Job 1
For the Slashdot thread below on the 2.4 kernel, give the usernames of all the people who wrote the comments shown beneath the story.

2.4, The Kernel of Pain

← Back to Stories (view on slashdot.org)

Posted by jamie on Wednesday January 16, 2002 @07:30PM from the my-destiny-to-be dept.

Joshua Drake has written an article for LinuxWorld.com called The Kernel of Pain. He seems to think 2.4 is fine for desktop systems but is only now, after a year of release, approaching stability for high-end use. Slashdot has had its own issues with 2.4, so I know where he's coming from. What have your experiences been? Is it still too soon for 2.4?

10 of 730 comments (clear)

Min score:

Reason:

Sort:

2.4 is hit and miss. by aussersterne · 2002-01-16 19:48 · Score: 5, Interesting

We're running the Red Hat 2.4.9-13 kernel on several SMP database servers and they have been perfect (not rebooted since 'rpm -U' of the new kernel) for several weeks. Before that, we were running 2.4.7-something from Red Hat and they were the same -- ran straight from the day we installed the kernel to the day we updated without needing to be restarted.

On my desktop machine, I've taken more risks (installed pretty much every official 2.4.x-linus release as they have come out) and some have been good, while others have been total dogs.

I'm running 2.4.17 right now. It seems okay; I've only had a freeze-up once over the last couple of weeks, though it was a total hard freeze (i.e. no ping, no magic SysRq, no nothing), which I haven't had in Linux for several years.

The obvious issue is VM; if you keep lots of memory (768M, or preferably 1.0G+) in your system, things to much more smoothly, though MP3 playback still skips a little.

Right now, I'd prefer some work on the RAID and IDE performance issues. One or two of the 2.4 series have had disk performance 100%+ better than the current 2.4 kernels. Why? I'd like to get the disk I/O back to reasonable levels.

--
STOP . AMERICA . NOW
Re:Au contraire by ElOttoGrande · 2002-01-16 19:49 · Score: 5, Interesting

it just doesn't not show me that it is rendering a window... and that's something that Gnome was doing even on 450 mhz machine.

The preemptive patches have made my system a lot more responsive under use. Most notably the mouse cursor doesn't slow down during heavy compiles and audio latency is good enough to play with some of the more interesting sound software projects out for linux.
But it really sounds like your problem isn't with linux but with XFree86. X has its share of problems but if you have a good video card that's supported well under it, you should get more than acceptible 2d drawing performance. I use a 3dfx voodoo3 here and its about as good as win2k running KDE (sometimes you can see it rendering when resizing or moving windows quickly but i like to think of it as a cool effect ;) and its way faster with lighter WM's like blackbox.
Worked for me. by roystgnr · 2002-01-16 20:03 · Score: 5, Interesting

There was a bad period where the Soundblaster Live driver (particularly mixer settings) was broken. That lasted through at least three kernel releases. There was a worse period where the VM had fits, and where performance degraded way too rapidly if the system had to swap. That lasted at least six kernel releases. There were at least one or two releases where I discovered that Alan Cox's (usually more bleeding edge) tree was being better behaved.

Job 2
Reproduce the listing below word for word, covering the stretch from its first line through the line that contains "x=585, y=69", both ends included.

Recorded information
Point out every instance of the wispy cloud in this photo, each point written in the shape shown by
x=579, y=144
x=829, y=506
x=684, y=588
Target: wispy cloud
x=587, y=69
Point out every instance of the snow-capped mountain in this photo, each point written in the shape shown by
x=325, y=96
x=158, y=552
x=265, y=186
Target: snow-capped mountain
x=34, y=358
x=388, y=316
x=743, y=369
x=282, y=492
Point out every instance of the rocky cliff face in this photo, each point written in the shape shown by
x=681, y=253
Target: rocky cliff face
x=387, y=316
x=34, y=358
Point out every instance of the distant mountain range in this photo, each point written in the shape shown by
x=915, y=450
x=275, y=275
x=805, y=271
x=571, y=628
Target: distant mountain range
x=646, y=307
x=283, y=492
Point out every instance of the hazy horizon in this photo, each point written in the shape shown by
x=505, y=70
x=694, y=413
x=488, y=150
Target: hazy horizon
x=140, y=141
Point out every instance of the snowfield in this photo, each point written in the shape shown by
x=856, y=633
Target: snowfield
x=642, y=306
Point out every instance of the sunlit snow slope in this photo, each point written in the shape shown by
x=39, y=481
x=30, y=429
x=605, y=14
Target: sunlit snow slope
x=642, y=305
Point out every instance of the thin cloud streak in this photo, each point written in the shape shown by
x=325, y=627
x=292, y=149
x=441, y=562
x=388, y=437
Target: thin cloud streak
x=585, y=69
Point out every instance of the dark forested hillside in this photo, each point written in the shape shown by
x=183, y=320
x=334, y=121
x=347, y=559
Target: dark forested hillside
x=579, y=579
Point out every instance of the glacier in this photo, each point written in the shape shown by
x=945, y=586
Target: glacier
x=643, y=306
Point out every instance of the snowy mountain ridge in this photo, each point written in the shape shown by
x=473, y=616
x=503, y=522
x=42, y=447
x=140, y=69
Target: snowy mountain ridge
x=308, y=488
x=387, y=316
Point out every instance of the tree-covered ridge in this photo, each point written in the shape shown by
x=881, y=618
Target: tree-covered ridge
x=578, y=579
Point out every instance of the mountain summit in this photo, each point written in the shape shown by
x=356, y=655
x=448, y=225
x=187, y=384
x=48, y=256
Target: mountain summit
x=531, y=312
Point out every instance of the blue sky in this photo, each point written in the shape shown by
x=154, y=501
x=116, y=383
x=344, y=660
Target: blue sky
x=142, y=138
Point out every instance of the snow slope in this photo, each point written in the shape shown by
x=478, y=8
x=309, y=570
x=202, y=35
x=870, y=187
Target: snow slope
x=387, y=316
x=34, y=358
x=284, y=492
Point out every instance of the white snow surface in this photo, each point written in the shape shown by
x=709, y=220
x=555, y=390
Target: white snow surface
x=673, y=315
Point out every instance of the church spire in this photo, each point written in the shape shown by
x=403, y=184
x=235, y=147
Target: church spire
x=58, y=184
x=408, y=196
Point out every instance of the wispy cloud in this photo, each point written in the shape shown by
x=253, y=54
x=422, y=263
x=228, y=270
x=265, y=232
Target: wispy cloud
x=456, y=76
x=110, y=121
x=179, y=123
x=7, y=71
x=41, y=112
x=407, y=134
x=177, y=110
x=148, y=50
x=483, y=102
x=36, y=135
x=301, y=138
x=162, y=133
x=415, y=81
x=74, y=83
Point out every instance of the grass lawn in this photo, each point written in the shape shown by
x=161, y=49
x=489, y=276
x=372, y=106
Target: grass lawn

Correct response 1
aussersterne, ElOttoGrande, roystgnr

Correct response 2
Point out every instance of the wispy cloud in this photo, each point written in the shape shown by
x=579, y=144
x=829, y=506
x=684, y=588
Target: wispy cloud
x=587, y=69
Point out every instance of the snow-capped mountain in this photo, each point written in the shape shown by
x=325, y=96
x=158, y=552
x=265, y=186
Target: snow-capped mountain
x=34, y=358
x=388, y=316
x=743, y=369
x=282, y=492
Point out every instance of the rocky cliff face in this photo, each point written in the shape shown by
x=681, y=253
Target: rocky cliff face
x=387, y=316
x=34, y=358
Point out every instance of the distant mountain range in this photo, each point written in the shape shown by
x=915, y=450
x=275, y=275
x=805, y=271
x=571, y=628
Target: distant mountain range
x=646, y=307
x=283, y=492
Point out every instance of the hazy horizon in this photo, each point written in the shape shown by
x=505, y=70
x=694, y=413
x=488, y=150
Target: hazy horizon
x=140, y=141
Point out every instance of the snowfield in this photo, each point written in the shape shown by
x=856, y=633
Target: snowfield
x=642, y=306
Point out every instance of the sunlit snow slope in this photo, each point written in the shape shown by
x=39, y=481
x=30, y=429
x=605, y=14
Target: sunlit snow slope
x=642, y=305
Point out every instance of the thin cloud streak in this photo, each point written in the shape shown by
x=325, y=627
x=292, y=149
x=441, y=562
x=388, y=437
Target: thin cloud streak
x=585, y=69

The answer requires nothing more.